## [DIRECTIONS]
Rewrite the piece on expectations, starting with "But this isn’t" and going on through "it all wrong.", and switch "hindsight" to "retrospect".

## [PAGE TEXT]
## Begin

This is who I am — this is what makes me. I don’t have kids or, at this point, a life partner to distract me from what I want to do. No one is cheering me on, but no one is holding me back, either.

I set high expectations for myself and I work hard to meet them. When I meet my expectations, I’m happy and move on. When I don’t meet them, I’m disappointed, but I either try harder or let it go and move on.

That’s me.

But this isn’t about expectations for myself. It’s about what I expect of others. Unfortunately, my expectations for myself play a major role in my expectations for others.

Expectations for Others

Because I set high expectations for myself, it made sense to set high expectations for others. After all, if I could do something I set out to do, shouldn’t others be able to do it, too?

In hindsight — which is always viewed with 20-20 vision — I realize now that I got it all wrong.

My earliest example of this was when I worked for the New York City Comptroller’s Office. At the age of 22 — I graduated from college at age 20 — I was a supervisor in the Bureau of Financial Audits with 13 people under me. Every single one of them was older — some old enough to be my mom or dad. When it came time to do employee evaluations, I used my high standards to evaluate my staff’s performance. I can’t remember how the scale worked, but it was likely 1-5 or something like that. I my mind, 5 is “perfect” or nearly so. And very few of my staff members met my idea of perfection in the various areas I had to score them on. So there were a lot of 3s and 4s but very few 5s. And, to my surprise — remember, I was only 22 — these people had a problem with their scores. One of them even went so far as to accuse me of trying to sabotage her career. I wasn’t. All I was trying to do was point out where improvement was possible.

## End

## [INFORMATION PROVIDED]
## Begin

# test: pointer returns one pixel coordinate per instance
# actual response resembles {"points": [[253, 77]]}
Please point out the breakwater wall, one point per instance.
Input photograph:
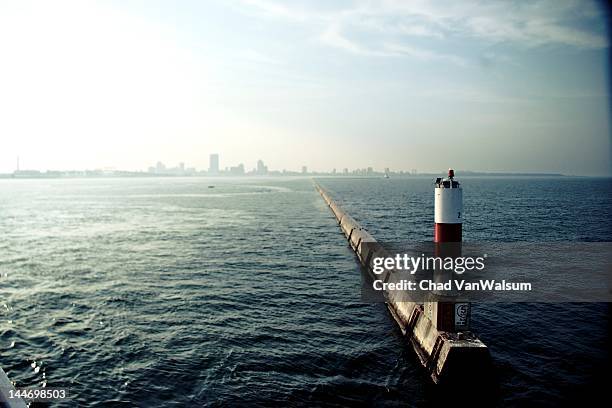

## End

## [EXERCISE ANSWER]
But this isn’t about expectations for myself. It’s about what I expect of others. Unfortunately, my expectations for myself play a major role in my expectations for others.

Expectations for Others

Because I set high expectations for myself, it made sense to set high expectations for others. After all, if I could do something I set out to do, shouldn’t others be able to do it, too?

In retrospect — which is always viewed with 20-20 vision — I realize now that I got it all wrong.